WHAT THE TASK ASKS: Retype the complete listing exactly as it appears.

RECORDS SUPPLIED:
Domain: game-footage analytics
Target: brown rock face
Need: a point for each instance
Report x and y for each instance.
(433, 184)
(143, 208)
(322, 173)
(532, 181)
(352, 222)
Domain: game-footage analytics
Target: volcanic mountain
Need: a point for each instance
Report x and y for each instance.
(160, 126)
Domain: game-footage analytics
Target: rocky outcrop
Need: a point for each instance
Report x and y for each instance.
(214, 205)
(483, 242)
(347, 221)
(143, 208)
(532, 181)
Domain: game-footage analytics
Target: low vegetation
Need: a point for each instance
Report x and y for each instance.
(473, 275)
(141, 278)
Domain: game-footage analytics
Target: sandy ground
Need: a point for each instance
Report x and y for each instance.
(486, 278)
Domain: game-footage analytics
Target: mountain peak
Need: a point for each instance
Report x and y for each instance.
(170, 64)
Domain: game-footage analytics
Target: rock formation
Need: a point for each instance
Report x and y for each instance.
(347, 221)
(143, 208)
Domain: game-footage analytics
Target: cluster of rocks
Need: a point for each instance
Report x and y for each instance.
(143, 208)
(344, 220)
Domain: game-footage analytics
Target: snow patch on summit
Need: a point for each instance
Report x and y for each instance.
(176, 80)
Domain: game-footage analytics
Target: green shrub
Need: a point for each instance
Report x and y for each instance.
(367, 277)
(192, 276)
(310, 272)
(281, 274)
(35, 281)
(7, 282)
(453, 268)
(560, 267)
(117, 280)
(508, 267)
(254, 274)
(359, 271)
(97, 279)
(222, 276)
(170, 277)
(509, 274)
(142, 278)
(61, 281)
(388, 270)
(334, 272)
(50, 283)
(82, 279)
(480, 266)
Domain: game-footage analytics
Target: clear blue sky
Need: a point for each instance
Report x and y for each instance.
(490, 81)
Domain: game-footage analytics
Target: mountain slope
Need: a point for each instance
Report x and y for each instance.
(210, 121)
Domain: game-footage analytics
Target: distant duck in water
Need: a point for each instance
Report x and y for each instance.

THE OUTPUT:
Domain: game-footage analytics
Target: brown rock face
Need: a point for each instance
Report x and y for each instance.
(433, 184)
(143, 208)
(322, 173)
(532, 181)
(352, 222)
Domain: game-footage analytics
Target: volcanic mountain
Need: a point for each instance
Report x and y for each instance.
(160, 126)
Domain: game-footage analytics
Target: rocky outcrop
Need: a point for each instance
Report x and y for each instance.
(214, 205)
(483, 242)
(347, 221)
(143, 208)
(532, 181)
Domain: game-footage analytics
Target: low vegetation
Need: a point for each instance
Report x and y for each instance.
(473, 275)
(141, 278)
Domain: game-footage analytics
Target: sandy ground
Need: a point for each instance
Report x and y for each instance.
(486, 278)
Domain: game-footage analytics
Target: mountain peak
Need: a point for each instance
Report x and y for each instance.
(170, 64)
Domain: game-footage analytics
Target: rock formation
Need: a point for each instance
Report x and y for each instance.
(347, 221)
(143, 208)
Domain: game-footage analytics
Target: cluster of rocks
Need: a point for each instance
Report x and y for each instance.
(143, 208)
(344, 220)
Domain: game-footage analytics
Target: snow patch on summit
Need: a point for each instance
Report x and y for each instance.
(176, 80)
Domain: game-footage analytics
Target: green shrub
Need: a point for each instance
Report x and y for each instance.
(367, 277)
(192, 276)
(310, 272)
(281, 274)
(35, 281)
(7, 282)
(453, 268)
(560, 267)
(117, 280)
(508, 267)
(254, 274)
(359, 271)
(97, 279)
(222, 276)
(170, 277)
(509, 274)
(142, 278)
(61, 281)
(388, 270)
(334, 272)
(50, 283)
(82, 279)
(480, 266)
Domain: game-footage analytics
Target: clear blue sky
Need: a point for each instance
Report x and y for each instance.
(490, 81)
Domain: game-footage analytics
Target: mountain slope
Need: a point for each instance
Report x and y for each instance.
(210, 121)
Domain: game-footage analytics
Target: distant duck in water
Need: a point for each instance
Report x and y for each instance.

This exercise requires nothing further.